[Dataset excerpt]
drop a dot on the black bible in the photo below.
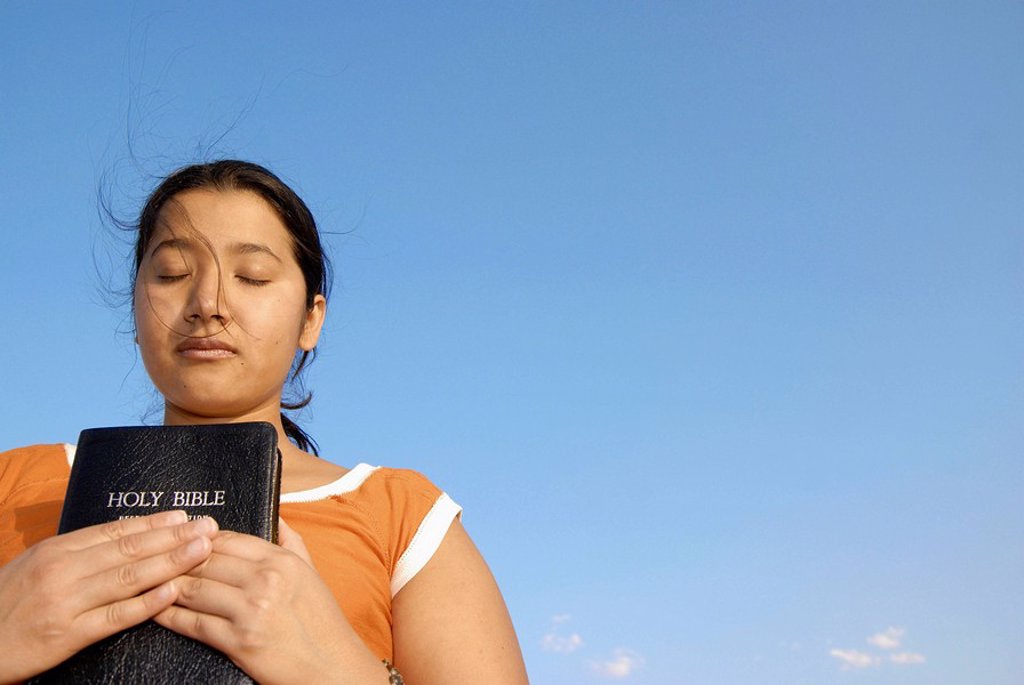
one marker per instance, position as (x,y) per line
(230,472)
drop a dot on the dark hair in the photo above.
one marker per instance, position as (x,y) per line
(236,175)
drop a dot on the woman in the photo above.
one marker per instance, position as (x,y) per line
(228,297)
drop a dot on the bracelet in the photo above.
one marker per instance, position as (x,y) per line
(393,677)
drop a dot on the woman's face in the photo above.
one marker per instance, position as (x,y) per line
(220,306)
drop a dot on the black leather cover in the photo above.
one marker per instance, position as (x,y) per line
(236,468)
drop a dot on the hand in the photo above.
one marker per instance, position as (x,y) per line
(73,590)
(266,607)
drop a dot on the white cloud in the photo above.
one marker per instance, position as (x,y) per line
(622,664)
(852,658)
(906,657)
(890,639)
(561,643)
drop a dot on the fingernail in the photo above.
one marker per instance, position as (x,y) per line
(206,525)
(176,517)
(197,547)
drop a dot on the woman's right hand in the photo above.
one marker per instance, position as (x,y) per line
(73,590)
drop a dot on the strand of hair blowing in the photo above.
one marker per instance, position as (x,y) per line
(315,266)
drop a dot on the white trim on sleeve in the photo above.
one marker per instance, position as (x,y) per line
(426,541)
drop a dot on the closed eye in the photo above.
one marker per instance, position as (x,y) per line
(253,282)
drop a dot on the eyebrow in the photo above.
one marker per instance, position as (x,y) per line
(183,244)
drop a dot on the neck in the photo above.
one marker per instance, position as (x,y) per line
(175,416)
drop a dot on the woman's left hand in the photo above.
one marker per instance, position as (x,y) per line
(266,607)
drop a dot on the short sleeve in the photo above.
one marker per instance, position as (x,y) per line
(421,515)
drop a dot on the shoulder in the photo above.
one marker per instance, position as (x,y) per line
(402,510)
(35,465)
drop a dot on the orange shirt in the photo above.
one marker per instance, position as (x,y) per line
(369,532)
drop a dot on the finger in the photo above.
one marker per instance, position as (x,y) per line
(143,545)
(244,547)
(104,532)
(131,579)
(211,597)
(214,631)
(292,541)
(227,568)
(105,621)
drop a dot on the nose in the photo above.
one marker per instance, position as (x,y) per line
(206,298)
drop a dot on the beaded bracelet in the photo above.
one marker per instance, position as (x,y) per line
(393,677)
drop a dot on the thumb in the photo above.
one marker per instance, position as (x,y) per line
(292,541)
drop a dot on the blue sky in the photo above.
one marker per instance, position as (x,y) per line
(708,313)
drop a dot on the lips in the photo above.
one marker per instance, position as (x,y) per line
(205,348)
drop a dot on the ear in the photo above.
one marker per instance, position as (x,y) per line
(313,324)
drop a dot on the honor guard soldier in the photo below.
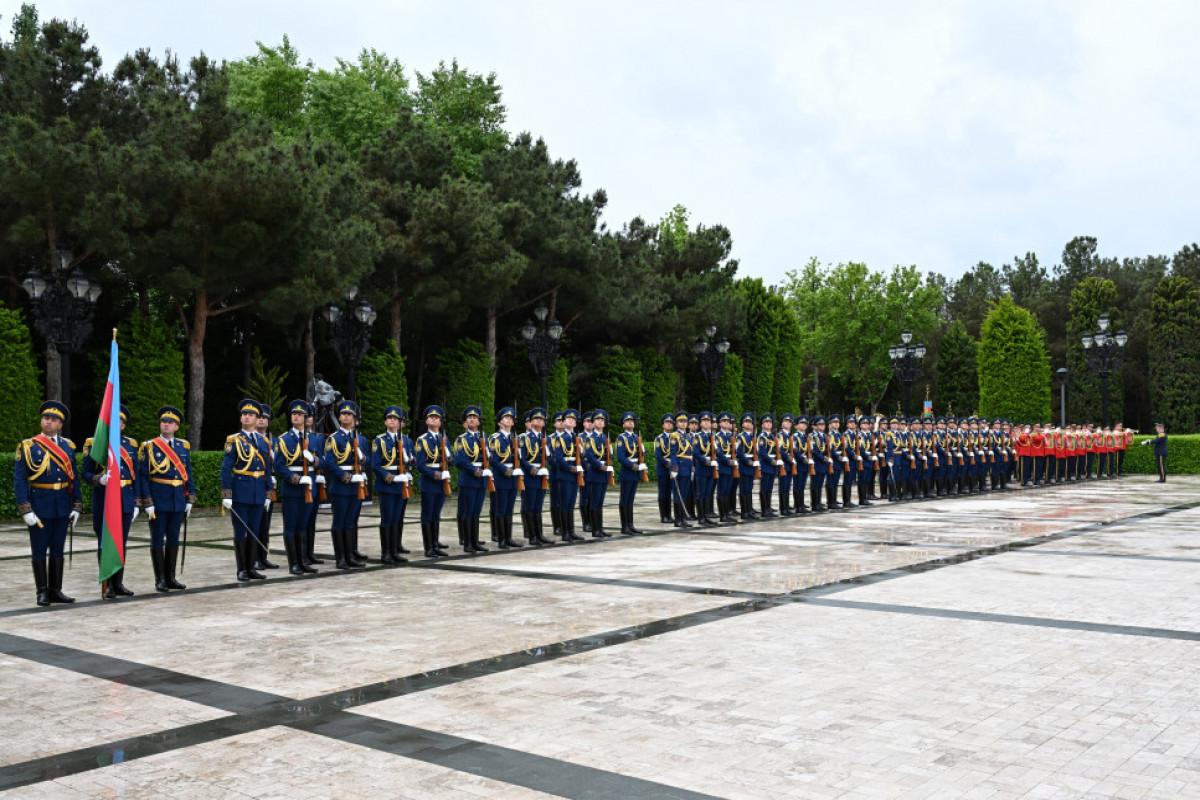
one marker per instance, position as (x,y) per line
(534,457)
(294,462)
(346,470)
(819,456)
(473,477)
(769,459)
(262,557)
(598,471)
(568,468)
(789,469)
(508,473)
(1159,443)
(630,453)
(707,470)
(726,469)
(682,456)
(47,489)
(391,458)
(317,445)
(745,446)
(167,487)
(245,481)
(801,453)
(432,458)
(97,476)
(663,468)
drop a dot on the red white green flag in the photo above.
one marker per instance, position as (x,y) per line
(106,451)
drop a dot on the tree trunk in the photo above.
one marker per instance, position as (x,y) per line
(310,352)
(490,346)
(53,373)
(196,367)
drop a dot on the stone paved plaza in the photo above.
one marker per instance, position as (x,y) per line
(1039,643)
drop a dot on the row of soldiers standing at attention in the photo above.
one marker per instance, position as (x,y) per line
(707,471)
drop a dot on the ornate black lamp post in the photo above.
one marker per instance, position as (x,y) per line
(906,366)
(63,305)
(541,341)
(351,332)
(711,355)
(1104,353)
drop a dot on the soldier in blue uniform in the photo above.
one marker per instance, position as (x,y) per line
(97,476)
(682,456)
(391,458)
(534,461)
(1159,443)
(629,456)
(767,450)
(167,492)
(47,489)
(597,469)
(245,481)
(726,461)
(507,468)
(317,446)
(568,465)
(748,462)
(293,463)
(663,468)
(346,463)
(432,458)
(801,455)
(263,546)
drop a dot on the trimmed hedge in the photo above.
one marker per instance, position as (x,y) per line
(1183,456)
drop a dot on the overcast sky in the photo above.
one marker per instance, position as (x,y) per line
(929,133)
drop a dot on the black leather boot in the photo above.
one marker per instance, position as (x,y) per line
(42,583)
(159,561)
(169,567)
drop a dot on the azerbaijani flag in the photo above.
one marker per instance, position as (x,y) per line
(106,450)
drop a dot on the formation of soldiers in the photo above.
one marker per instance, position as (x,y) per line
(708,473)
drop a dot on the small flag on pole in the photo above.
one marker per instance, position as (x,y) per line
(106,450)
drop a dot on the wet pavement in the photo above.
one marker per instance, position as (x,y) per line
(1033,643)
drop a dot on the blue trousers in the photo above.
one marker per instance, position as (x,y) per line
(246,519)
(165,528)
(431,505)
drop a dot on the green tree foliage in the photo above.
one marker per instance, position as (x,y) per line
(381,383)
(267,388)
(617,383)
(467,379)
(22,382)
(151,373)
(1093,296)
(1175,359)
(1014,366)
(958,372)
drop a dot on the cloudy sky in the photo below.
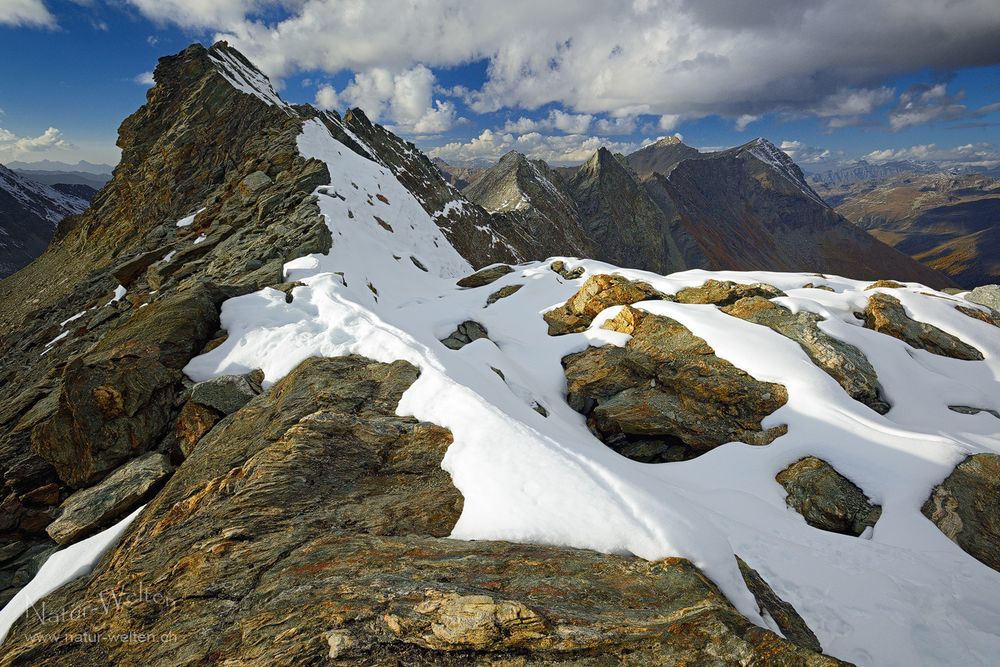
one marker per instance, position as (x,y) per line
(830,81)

• TO BE DONE
Keep every word of the data as it is when you write it out, but drop the pictures.

• WRITTEN ANSWER
drop a dot on the black bible in the photo below.
one marker per instance, position as (x,y) per line
(230,472)
drop a dot on the dark hair in the photo above.
one marker per instance, position as (x,y) per line
(236,175)
drop a dot on the woman in the photo above.
one marker per instance, position as (x,y) per line
(228,297)
drop a dot on the bracelet in the photo above.
one marker per instance, position as (x,y) per line
(393,677)
drop a dot on the woman's face in the photo above.
one marker per instance, position as (x,y) per line
(220,306)
drop a dot on the black leather cover in the photo above.
one marker per instance, position as (x,y) per line
(236,468)
drop a dot on the hand in the photo above.
one marker per instance, position as (x,y) per line
(73,590)
(266,607)
drop a dot on the white cloud in the photo above.
one marker per instance, position as (x,y) per line
(622,664)
(852,658)
(906,657)
(890,639)
(561,643)
drop a dot on the fingernail in the photo above.
one marker per instance, position as (x,y) per line
(206,525)
(176,517)
(197,547)
drop a dot on the woman's right hand in the photo above.
one marker per instance, position as (x,y) per line
(73,590)
drop a dot on the strand of hair blowing in the photo above.
one marker per instance, position as (x,y) per line
(315,266)
drop a dot on the white trim on sleeve in the photo above.
one marker per instance, position as (x,y) per line
(426,541)
drop a dot on the closed eye in the photo above.
one marker per instance, position as (x,y) per line
(253,282)
drop a dot on the eyebrow in the photo above.
one marker per instance, position as (x,y) per line
(183,244)
drop a dot on the neck in the photo above.
one marker per instance, position as (x,y) per line
(175,416)
drop a dot on the woman's left hand in the photo above.
one marker per instance, position as (x,y) per line
(266,607)
drop a dot on the short sleeve in the photo above.
one marker per instance, position as (x,y) per line
(421,515)
drop a dot on the shoulder in the photo above.
one marker per instance, position as (x,y) per line
(402,510)
(35,465)
drop a dot on the orange shirt in the photo above.
one marker per instance, position as (x,y) per line
(369,532)
drop a dot on the finger in the photo above.
one marker per instance, position as (x,y) per line
(143,545)
(244,547)
(104,532)
(131,579)
(211,597)
(214,631)
(292,541)
(227,568)
(105,621)
drop a dot on the nose in the photo above.
one marker per instance, position as (x,y) per line
(206,298)
drop a dot on the beaded bracelet in the photo above.
one marker per instance, position as (x,y) per line
(393,677)
drop a dot on the thumb in the photo above.
one marker per instance, position as (x,y) per line
(292,541)
drop a dot on the blue sky in the photo above.
one marker per instance, position as (x,y) per line
(708,313)
drop a dot on the lips in the photo above.
one marker per instance, position as (x,y) per line
(205,348)
drop a dot on the ear in the photo above.
one marker per instance, position as (x,y) per line
(313,324)
drop a dot on the honor guard soldier in the photo below.
one marker per instance, position as (x,y) per line
(534,457)
(294,462)
(346,470)
(819,456)
(473,477)
(769,459)
(262,557)
(598,471)
(568,468)
(789,469)
(508,473)
(1159,443)
(630,453)
(707,470)
(726,469)
(682,456)
(47,489)
(391,458)
(317,445)
(745,446)
(167,487)
(245,481)
(801,453)
(432,458)
(97,476)
(663,468)
drop a dot on the red white green flag in the photo above.
one marker per instance, position as (x,y) per line
(106,451)
drop a dot on the tree trunk in the photo above.
one marker per instance, position as (x,y) per line
(310,352)
(490,346)
(53,373)
(196,367)
drop a dot on the stone paved plaza in the photo above.
one marker per instance, position as (x,y) per line
(1039,643)
drop a dot on the row of soldiers standing at attention in the photo above.
one marker per instance, position as (x,y) per line
(707,471)
drop a dot on the ornate black lamp post in the photo above.
one marker per instance, position as (x,y) per line
(906,366)
(63,305)
(541,341)
(351,332)
(711,355)
(1104,353)
drop a dot on the soldier in blue uniform in the photo above.
one marker per instance, position as (x,y) per line
(97,476)
(682,456)
(391,458)
(534,461)
(1159,443)
(629,456)
(767,450)
(167,492)
(47,489)
(597,469)
(245,481)
(726,461)
(507,468)
(317,446)
(568,465)
(748,462)
(293,463)
(663,468)
(346,463)
(432,458)
(801,455)
(263,546)
drop a dot on the trimmed hedge in the photo above.
one marker per instance, position as (x,y) per line
(1183,456)
drop a dot on the overcast sky in the photo above.
one marker per instance, position as (x,y) per line
(929,133)
drop a dot on the black leather boot in the photo above.
one marker per instance, position as (x,y) per line
(42,583)
(159,561)
(169,567)
drop a dot on the azerbaijani flag in the photo above.
one marker per instance, position as (x,y) per line
(106,450)
drop a dot on the formation of soldiers in the photo above.
one marker per instance, position as (x,y) per line
(708,473)
drop a dot on the small flag on pole in the photo above.
one marker per instance, position as (x,y) per line
(106,450)
drop a dot on the wet pavement in the photo above.
one marker per instance, position as (x,y) per line
(1033,643)
drop a dot on the blue trousers in the photo above.
one marker per instance, position as (x,y) per line
(246,519)
(165,528)
(431,505)
drop a dot on the green tree foliage in the photo above.
one marker per instance, position as (x,y) per line
(381,383)
(267,388)
(617,383)
(467,379)
(22,382)
(151,373)
(1093,296)
(1175,359)
(1014,366)
(958,372)
drop a dot on the cloudy sky in the photo below.
one marker per instance, position as (x,y) per line
(830,81)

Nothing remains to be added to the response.